## BEGIN

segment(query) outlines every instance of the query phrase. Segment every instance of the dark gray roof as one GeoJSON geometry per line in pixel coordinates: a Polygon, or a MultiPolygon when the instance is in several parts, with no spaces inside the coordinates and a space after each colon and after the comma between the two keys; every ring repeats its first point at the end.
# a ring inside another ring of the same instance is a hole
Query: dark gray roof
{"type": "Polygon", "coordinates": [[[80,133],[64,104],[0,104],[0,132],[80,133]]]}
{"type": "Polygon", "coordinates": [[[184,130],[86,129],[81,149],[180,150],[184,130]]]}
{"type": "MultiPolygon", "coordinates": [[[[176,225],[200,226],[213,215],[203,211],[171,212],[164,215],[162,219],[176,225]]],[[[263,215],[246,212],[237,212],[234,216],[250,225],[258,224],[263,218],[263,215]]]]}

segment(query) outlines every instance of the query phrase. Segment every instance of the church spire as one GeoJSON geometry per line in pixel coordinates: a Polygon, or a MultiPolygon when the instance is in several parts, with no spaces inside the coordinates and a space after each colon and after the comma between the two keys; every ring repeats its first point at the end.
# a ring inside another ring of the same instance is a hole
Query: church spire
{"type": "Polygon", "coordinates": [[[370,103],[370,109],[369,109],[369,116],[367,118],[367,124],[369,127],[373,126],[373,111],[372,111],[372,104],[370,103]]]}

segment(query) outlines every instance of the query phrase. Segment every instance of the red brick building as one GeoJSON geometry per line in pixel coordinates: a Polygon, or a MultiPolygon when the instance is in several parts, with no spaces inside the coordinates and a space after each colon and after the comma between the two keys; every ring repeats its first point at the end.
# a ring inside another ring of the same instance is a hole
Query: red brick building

## END

WHAT YOU WILL DO: Copy all the entries verbatim.

WORKED SOLUTION:
segment(query) outlines every instance of the query phrase. Segment every instance of the dark gray roof as one GeoJSON geometry per line in pixel coordinates: a Polygon, or a MultiPolygon when the instance is in several parts, with no spaces inside the coordinates and a space after each colon and after the comma between the two keys; every ring repeats its first point at the end.
# a ring inside another ring of the same instance is a hole
Query: dark gray roof
{"type": "Polygon", "coordinates": [[[80,133],[64,104],[0,104],[0,132],[80,133]]]}
{"type": "Polygon", "coordinates": [[[184,130],[86,129],[81,149],[180,150],[184,130]]]}
{"type": "MultiPolygon", "coordinates": [[[[176,225],[200,226],[213,215],[203,211],[171,212],[164,215],[162,219],[176,225]]],[[[263,215],[246,212],[237,212],[234,216],[250,225],[258,224],[263,218],[263,215]]]]}

segment(query) outlines every instance of the query phrase. Segment every instance of the church spire as one GeoJSON geometry per line in pixel coordinates: a Polygon, or a MultiPolygon when the instance is in several parts, with no spaces inside the coordinates and a space after each colon and after the comma between the two keys; every ring repeats its first point at the end.
# a ring inside another ring of the same instance is a hole
Query: church spire
{"type": "Polygon", "coordinates": [[[370,103],[370,109],[369,109],[369,116],[367,118],[367,124],[369,127],[373,126],[373,111],[372,111],[372,104],[370,103]]]}

segment(query) outlines every instance of the query phrase. Segment every instance of the red brick building as one GeoJSON geometry per line in pixel coordinates: a Polygon, or a MultiPolygon when the instance is in several parts, with no spaces inside the coordinates and a space after each colon and after the comma between the two keys; every ring repeats its first point at the end.
# a ring inside another ring of the same instance is a hole
Query: red brick building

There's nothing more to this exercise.